TASK OBJECTIVE: Transcribe each record exactly as it appears.

[Source data]
════

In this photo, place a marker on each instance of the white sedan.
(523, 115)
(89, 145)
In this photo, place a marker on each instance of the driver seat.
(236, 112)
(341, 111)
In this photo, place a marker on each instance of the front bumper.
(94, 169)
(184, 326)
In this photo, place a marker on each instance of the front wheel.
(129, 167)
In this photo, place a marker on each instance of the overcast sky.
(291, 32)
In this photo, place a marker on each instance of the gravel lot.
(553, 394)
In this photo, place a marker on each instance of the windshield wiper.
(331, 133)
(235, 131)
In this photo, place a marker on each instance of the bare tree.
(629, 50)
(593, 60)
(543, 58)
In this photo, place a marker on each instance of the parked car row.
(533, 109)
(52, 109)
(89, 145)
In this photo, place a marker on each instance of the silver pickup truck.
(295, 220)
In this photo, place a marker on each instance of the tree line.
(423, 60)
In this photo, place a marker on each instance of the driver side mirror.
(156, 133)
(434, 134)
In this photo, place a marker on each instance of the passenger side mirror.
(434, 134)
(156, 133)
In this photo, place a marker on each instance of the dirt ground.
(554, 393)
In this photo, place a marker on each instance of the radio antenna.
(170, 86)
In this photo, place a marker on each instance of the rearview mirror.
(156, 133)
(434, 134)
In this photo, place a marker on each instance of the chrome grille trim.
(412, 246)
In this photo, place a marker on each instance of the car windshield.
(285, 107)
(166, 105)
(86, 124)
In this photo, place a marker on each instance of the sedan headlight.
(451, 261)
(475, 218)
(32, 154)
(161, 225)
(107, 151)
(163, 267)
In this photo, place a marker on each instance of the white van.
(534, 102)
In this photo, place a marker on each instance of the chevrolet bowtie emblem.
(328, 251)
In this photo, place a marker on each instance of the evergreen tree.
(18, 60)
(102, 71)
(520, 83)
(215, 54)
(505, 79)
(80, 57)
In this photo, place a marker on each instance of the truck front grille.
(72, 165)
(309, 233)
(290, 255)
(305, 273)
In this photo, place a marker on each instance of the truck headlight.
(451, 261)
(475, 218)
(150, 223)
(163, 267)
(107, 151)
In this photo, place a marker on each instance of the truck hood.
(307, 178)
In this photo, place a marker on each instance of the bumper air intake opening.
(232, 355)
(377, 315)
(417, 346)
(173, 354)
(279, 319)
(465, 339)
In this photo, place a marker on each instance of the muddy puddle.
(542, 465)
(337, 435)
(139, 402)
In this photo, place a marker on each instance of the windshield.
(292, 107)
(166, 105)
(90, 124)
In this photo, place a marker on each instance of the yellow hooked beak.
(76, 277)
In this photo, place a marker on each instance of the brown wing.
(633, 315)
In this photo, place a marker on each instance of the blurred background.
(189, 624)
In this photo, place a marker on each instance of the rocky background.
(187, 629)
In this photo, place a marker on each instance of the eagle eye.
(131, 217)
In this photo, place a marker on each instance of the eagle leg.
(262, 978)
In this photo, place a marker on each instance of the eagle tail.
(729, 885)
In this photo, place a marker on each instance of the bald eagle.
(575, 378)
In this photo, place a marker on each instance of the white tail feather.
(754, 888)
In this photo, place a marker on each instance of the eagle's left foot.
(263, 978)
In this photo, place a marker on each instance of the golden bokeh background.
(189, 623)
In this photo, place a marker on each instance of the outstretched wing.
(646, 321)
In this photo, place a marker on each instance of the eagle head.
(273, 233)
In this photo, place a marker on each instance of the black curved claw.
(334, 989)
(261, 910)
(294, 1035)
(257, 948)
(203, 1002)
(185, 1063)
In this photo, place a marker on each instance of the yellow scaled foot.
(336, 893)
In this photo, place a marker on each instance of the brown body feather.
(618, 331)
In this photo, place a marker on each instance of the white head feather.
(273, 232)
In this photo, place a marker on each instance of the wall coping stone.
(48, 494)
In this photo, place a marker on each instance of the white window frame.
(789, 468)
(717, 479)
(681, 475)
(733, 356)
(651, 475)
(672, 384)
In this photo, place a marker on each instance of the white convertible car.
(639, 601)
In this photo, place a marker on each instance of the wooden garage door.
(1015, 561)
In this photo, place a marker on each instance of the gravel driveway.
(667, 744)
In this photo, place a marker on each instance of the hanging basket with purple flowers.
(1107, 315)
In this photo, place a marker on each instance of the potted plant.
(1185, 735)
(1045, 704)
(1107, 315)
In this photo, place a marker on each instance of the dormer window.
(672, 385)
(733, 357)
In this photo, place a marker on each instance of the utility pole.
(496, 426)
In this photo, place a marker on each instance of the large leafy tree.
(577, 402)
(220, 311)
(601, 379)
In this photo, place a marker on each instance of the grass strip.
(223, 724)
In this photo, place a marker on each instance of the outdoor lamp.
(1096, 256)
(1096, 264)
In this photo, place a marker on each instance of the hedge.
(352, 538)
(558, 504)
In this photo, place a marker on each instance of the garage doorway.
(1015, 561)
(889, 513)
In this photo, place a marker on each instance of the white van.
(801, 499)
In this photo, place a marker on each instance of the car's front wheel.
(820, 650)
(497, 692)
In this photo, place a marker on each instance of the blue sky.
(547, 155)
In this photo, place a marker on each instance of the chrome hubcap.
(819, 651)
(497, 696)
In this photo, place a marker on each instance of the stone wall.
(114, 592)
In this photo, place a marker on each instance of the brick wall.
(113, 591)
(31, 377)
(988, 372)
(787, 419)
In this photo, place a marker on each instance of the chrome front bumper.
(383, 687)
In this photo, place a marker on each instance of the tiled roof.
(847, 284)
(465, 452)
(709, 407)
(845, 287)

════

WRITTEN RESPONSE:
In this photo, place a marker on each instance of the white sedan.
(523, 115)
(89, 145)
In this photo, place a marker on each instance of the driver seat.
(236, 112)
(341, 111)
In this photo, place a marker on each instance of the front bumper.
(94, 169)
(184, 326)
In this photo, place a marker on each instance of the front wheel.
(129, 167)
In this photo, place a marker on each instance of the overcast sky.
(291, 32)
In this photo, place a marker on each instance of the gravel lot.
(553, 394)
In this photo, place a marker on each instance of the windshield wiper.
(331, 133)
(235, 131)
In this photo, place a marker on each instance of the bare tree.
(629, 50)
(593, 60)
(543, 58)
In this photo, place a marker on each instance of the parked car row.
(533, 109)
(52, 109)
(89, 145)
In this photo, place a marker on each instance of the silver pickup truck.
(295, 220)
In this photo, place a marker on each instance of the tree line.
(423, 60)
In this photo, place a marker on each instance of the driver side mirror.
(156, 133)
(434, 134)
In this photo, place a marker on each instance of the passenger side mirror.
(434, 134)
(156, 133)
In this photo, place a marker on each instance of the dirt ground.
(554, 393)
In this photo, place a marker on each instance of the radio antenna.
(170, 86)
In this photo, place a marker on each instance of the rearview mirror.
(156, 133)
(434, 134)
In this photo, place a marker on each instance of the chrome grille trim.
(412, 246)
In this photo, place a marker on each instance of the car windshield.
(285, 107)
(166, 105)
(86, 124)
In this photo, place a marker on each instance of the sedan headlight.
(451, 261)
(475, 218)
(32, 154)
(161, 225)
(107, 151)
(163, 267)
In this photo, place a marker on each instance of the white van.
(534, 102)
In this photo, place a marker on each instance of the chevrolet bowtie emblem.
(328, 251)
In this photo, place a marker on each instance of the evergreen tree.
(18, 60)
(102, 71)
(520, 83)
(215, 54)
(505, 79)
(80, 57)
In this photo, place a marker on each instance of the truck front grille.
(72, 165)
(309, 233)
(290, 255)
(305, 273)
In this photo, place a marker on each instance of the truck headlight.
(451, 261)
(475, 218)
(150, 223)
(163, 267)
(107, 151)
In this photo, place a marker on each instance of the truck hood.
(307, 178)
In this photo, place a marker on each instance of the bumper air intake opening.
(232, 355)
(377, 315)
(417, 346)
(173, 354)
(279, 319)
(465, 339)
In this photo, place a marker on each instance of the muddy puddle.
(542, 465)
(337, 435)
(139, 402)
In this photo, place a marker on each instance of the windshield.
(292, 107)
(166, 105)
(90, 124)
In this photo, place a marker on each instance of the yellow hooked beak.
(76, 277)
In this photo, place a marker on each instance of the brown wing.
(633, 315)
In this photo, place a marker on each instance of the blurred background.
(189, 624)
In this photo, place a marker on each instance of the rocky background.
(187, 629)
In this photo, place a marker on each instance of the eagle eye.
(131, 217)
In this photo, place a marker on each instance of the eagle leg.
(262, 978)
In this photo, place a marker on each instance of the eagle tail.
(729, 885)
In this photo, place a marker on each instance of the bald eagle.
(575, 378)
In this photo, place a marker on each instance of the white tail feather.
(754, 888)
In this photo, place a marker on each instance of the eagle's left foot.
(263, 978)
In this photo, place a marker on each instance of the golden bokeh background.
(189, 623)
In this photo, place a marker on each instance of the outstretched wing.
(646, 321)
In this photo, place a marker on each instance of the eagle head.
(273, 233)
In this photo, place a marker on each instance of the black curved claw.
(334, 989)
(261, 910)
(294, 1035)
(257, 948)
(203, 1002)
(185, 1063)
In this photo, place a marker on each instance of the yellow scaled foot.
(336, 893)
In this photo, place a marker on each instance of the brown body feather.
(618, 331)
In this photo, place a marker on each instance of the white head feather.
(273, 232)
In this photo, place a marker on each instance of the wall coping stone.
(48, 494)
In this photo, place a marker on each instance of the white window frame.
(789, 468)
(717, 479)
(681, 475)
(733, 356)
(651, 475)
(672, 384)
In this photo, place a marker on each instance of the white convertible car.
(639, 601)
In this photo, place a marker on each instance of the wooden garage door.
(1015, 561)
In this photo, place a marker on each instance of the gravel driveway.
(667, 744)
In this photo, place a marker on each instance of the hanging basket with purple flowers.
(1107, 315)
In this photo, place a marker on each instance of the potted plant.
(1185, 735)
(1045, 704)
(1107, 315)
In this photo, place a marker on each instance of the dormer window.
(672, 385)
(733, 357)
In this photo, place a marker on each instance of the utility pole.
(496, 426)
In this photo, place a marker on each instance of the large leafy tree.
(577, 402)
(220, 311)
(601, 379)
In this photo, place a marker on each instance of the grass strip.
(223, 724)
In this photo, place a marker on each instance of the outdoor lamp.
(1096, 256)
(1096, 264)
In this photo, place a marker on each instance of the hedge.
(352, 538)
(558, 504)
In this photo, place a marker on each instance of the garage doorway.
(1015, 561)
(889, 513)
In this photo, place a marker on each instance of the white van.
(801, 499)
In this photo, place a marker on each instance of the car's front wheel.
(820, 650)
(497, 692)
In this photo, place a marker on each instance of the blue sky.
(547, 155)
In this photo, place a marker on each instance of the chrome hubcap.
(819, 651)
(497, 696)
In this photo, place a marker on each instance of the stone wall.
(114, 592)
In this photo, place a marker on each instance of the brick wall.
(113, 591)
(31, 377)
(988, 372)
(787, 419)
In this photo, place a marker on each instance of the chrome front bumper.
(383, 687)
In this photo, place a marker on each instance of the tiled roof.
(847, 284)
(465, 452)
(709, 407)
(845, 287)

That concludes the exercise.